**Written request:** Repeat the material below word for word and leave out all pictures.

**Records from a collection:**

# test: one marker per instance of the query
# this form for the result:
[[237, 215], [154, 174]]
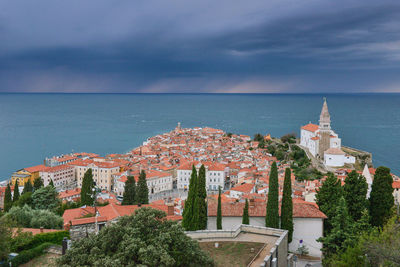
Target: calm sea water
[[35, 126]]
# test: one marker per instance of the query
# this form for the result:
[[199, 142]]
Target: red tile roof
[[310, 127], [301, 209]]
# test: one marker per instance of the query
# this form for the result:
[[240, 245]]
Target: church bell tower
[[324, 130]]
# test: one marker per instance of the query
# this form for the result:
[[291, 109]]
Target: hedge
[[52, 237], [28, 255]]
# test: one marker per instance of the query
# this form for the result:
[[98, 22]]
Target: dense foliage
[[129, 197], [30, 218], [87, 196], [30, 254], [188, 211], [287, 205], [272, 215], [355, 191], [142, 191], [16, 193], [144, 239], [381, 198], [327, 199], [219, 211], [7, 198]]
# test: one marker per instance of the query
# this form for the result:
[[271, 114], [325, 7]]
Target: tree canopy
[[272, 215], [355, 192], [142, 191], [327, 198], [381, 198], [287, 205], [87, 196], [144, 239]]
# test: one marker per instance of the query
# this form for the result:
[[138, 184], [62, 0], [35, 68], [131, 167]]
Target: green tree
[[87, 197], [272, 215], [355, 192], [287, 205], [187, 221], [142, 192], [27, 187], [37, 183], [342, 231], [219, 210], [327, 198], [24, 199], [381, 198], [202, 196], [5, 239], [7, 198], [143, 239], [245, 217], [129, 197], [46, 198], [16, 192]]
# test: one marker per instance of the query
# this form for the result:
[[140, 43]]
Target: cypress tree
[[327, 198], [7, 198], [272, 215], [27, 187], [129, 197], [219, 211], [287, 205], [142, 191], [342, 231], [16, 193], [187, 221], [355, 192], [37, 183], [202, 195], [381, 198], [87, 197], [245, 217]]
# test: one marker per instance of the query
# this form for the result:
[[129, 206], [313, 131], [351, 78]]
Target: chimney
[[171, 209], [252, 204]]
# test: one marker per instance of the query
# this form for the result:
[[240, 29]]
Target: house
[[238, 191], [307, 220], [85, 220]]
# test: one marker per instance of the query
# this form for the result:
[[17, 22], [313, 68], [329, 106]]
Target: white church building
[[323, 143]]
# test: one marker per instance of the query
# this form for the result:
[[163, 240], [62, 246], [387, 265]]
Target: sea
[[36, 126]]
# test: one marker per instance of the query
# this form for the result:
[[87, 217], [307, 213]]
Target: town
[[237, 170]]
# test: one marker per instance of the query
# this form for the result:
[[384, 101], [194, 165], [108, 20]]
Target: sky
[[224, 46]]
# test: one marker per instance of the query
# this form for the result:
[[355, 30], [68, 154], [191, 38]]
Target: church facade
[[322, 142]]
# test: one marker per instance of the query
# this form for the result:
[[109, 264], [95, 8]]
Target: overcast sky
[[223, 46]]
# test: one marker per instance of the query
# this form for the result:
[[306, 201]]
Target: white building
[[63, 176], [215, 175], [307, 219], [158, 181], [102, 172], [322, 142]]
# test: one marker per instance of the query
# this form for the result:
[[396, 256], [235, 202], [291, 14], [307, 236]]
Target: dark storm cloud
[[207, 46]]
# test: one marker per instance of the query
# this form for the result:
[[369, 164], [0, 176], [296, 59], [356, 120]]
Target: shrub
[[28, 255], [53, 238]]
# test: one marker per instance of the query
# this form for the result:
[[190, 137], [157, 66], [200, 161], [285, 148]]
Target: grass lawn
[[45, 260], [232, 253]]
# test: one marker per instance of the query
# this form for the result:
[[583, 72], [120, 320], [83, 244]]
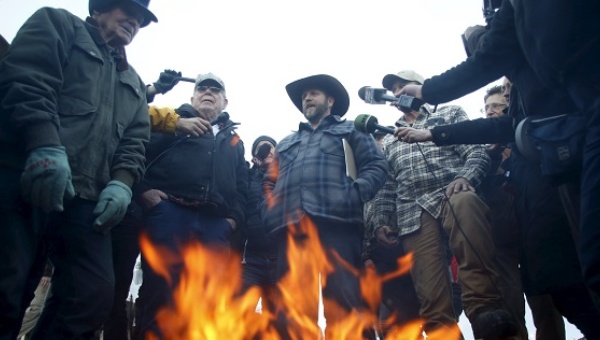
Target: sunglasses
[[212, 89]]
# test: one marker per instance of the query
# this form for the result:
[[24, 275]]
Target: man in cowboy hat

**Written solution:**
# test: one marker per instance of the query
# this form for the result:
[[237, 215], [154, 174]]
Target: calm sea water
[[35, 126]]
# test: one marker per instance of the query
# this form for the result:
[[199, 142]]
Target: red tile roof
[[310, 127], [301, 209]]
# test: one marker per instance of the query
# this form for the result:
[[240, 245]]
Target: church bell tower
[[324, 130]]
# test: one marker per instance of the query
# this form for the result:
[[291, 109]]
Target: hedge
[[52, 237], [28, 255]]
# test: one marker per instance of the query
# this form for the result:
[[98, 22]]
Target: dense foliage
[[129, 197], [30, 218], [87, 196], [30, 254], [188, 211], [287, 205], [272, 215], [355, 191], [142, 191], [16, 193], [144, 239], [381, 198], [327, 199], [219, 211], [7, 198]]
# test: one marker per instance of the query
# this form for the result:
[[271, 114], [325, 7]]
Target: tree canopy
[[272, 215], [355, 192], [142, 191], [327, 198], [381, 198], [287, 205], [87, 196], [144, 239]]
# test: one marker per instance of the query
# this form for the result:
[[138, 184], [62, 0], [35, 68], [131, 167]]
Target: green tree
[[87, 197], [272, 215], [355, 192], [287, 205], [187, 221], [142, 192], [27, 187], [37, 183], [342, 231], [219, 210], [327, 198], [24, 199], [381, 198], [202, 196], [5, 239], [7, 198], [143, 239], [245, 217], [129, 197], [46, 198], [16, 192]]
# test: one marker per instance of the query
# this form for the result:
[[140, 43]]
Target: cypress tree
[[327, 198], [7, 198], [272, 215], [27, 187], [129, 197], [219, 211], [287, 205], [142, 191], [342, 231], [16, 193], [187, 221], [355, 192], [37, 183], [202, 195], [381, 198], [87, 197], [245, 217]]
# test: one marker per instance of the query
# this form for the result:
[[129, 206], [313, 131], [351, 78]]
Target: chimney
[[171, 209], [252, 204]]
# test: one marker per instance of the query
# this form for the result:
[[240, 29]]
Target: house
[[238, 191], [307, 220], [85, 220]]
# test: one marker per instance of the query
# this form for the result:
[[17, 22], [313, 68], [329, 106]]
Target: white church building
[[323, 143]]
# test: one marker per instance of the query
# this form for the result:
[[163, 240], [62, 246], [387, 265]]
Target: sea
[[36, 126]]
# test: one marker per instance of the query
# this form for the result:
[[87, 217], [307, 213]]
Target: town
[[237, 170]]
# test: one marker per instance of the query
# this form for the result:
[[384, 101], [194, 165], [108, 20]]
Target: sky
[[224, 46]]
# test: one marker per instance of the query
# this form for the result:
[[355, 30], [68, 154], [191, 38]]
Target: church facade
[[322, 142]]
# test: one marker per instance of the query
# this form for the result:
[[109, 264], [95, 8]]
Target: overcast sky
[[223, 46]]
# test: one marker per instance of the query
# this form for the result:
[[306, 201]]
Target: white building
[[63, 176], [215, 175], [307, 219], [158, 181], [102, 172], [322, 142]]
# test: one marker per instance of the query
# this form for the result:
[[396, 256], [235, 202], [291, 14], [307, 236]]
Target: dark storm cloud
[[207, 46]]
# test: one marker per instance of the query
# this form for the result:
[[369, 164], [0, 176], [296, 59], [356, 120]]
Target: shrub
[[28, 255], [53, 238]]
# test: one marker per instance of the query
# this form for the result:
[[190, 137], [157, 66], [200, 161], [285, 148]]
Target: grass lawn
[[45, 260], [232, 253]]
# test: one marker per instance of the query
# this form for the result:
[[583, 72], [120, 320], [83, 244]]
Target: sunglasses
[[212, 89]]
# test: one marker per instance of the query
# this form for the result:
[[24, 275]]
Target: man in cowboy hat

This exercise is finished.